=== SUPPLIED TEXT ===

It is true, there is a provision in the statute, by which the period of commencing an action for any wrong done in the execution of the act, is limited to six months. But, during this time, the pursuer was non valens agere, in consequence of the injury he had sustained by the effect given to the illegal warrant; for the defenders, by their own conduct, made it impossible for him to use his right within the limited time. And in this case, there was no undue delay, the action being raised as soon as the circumstances of the pursuer put it in his power.

But, independent altogether of the action upon this statute, the pursuer is entitled to reimbursement of the value of his house, under the provisions of the riot-act (1. Geo. I. cap. 5). The damage was done by a mob who assembled in the town of Dumfries, and who proceeded in a riotous and tumultuous manner to demolish the house. The defenders, therefore, as representing the community, are liable for indemnification; Blackst. b. 4. c. 2.

The limitation of the period of action under the riot-act (viz. to one year), is in this case excluded by the pursuer's plea of non valens agere, resulting from the conduct of the defenders.

=== STORED RECORDS ===

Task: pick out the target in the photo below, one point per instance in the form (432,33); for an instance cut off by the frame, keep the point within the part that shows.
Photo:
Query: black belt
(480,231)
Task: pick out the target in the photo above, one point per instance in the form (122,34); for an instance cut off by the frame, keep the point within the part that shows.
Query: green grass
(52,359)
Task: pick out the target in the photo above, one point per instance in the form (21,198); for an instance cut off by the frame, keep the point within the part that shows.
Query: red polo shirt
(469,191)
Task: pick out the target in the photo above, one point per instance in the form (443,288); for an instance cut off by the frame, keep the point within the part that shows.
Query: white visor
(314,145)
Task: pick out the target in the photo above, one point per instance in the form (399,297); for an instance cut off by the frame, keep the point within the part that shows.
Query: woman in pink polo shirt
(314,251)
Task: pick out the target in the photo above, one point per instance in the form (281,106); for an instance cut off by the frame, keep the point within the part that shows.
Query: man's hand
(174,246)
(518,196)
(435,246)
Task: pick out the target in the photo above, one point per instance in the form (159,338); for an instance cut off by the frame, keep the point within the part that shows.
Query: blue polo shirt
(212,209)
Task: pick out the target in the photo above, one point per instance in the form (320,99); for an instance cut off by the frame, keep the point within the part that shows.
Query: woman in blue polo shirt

===

Reproduce the legal passage above word for word from "The limitation of" to "of the defenders.".

# OUTPUT FOR THIS TASK
The limitation of the period of action under the riot-act (viz. to one year), is in this case excluded by the pursuer's plea of non valens agere, resulting from the conduct of the defenders.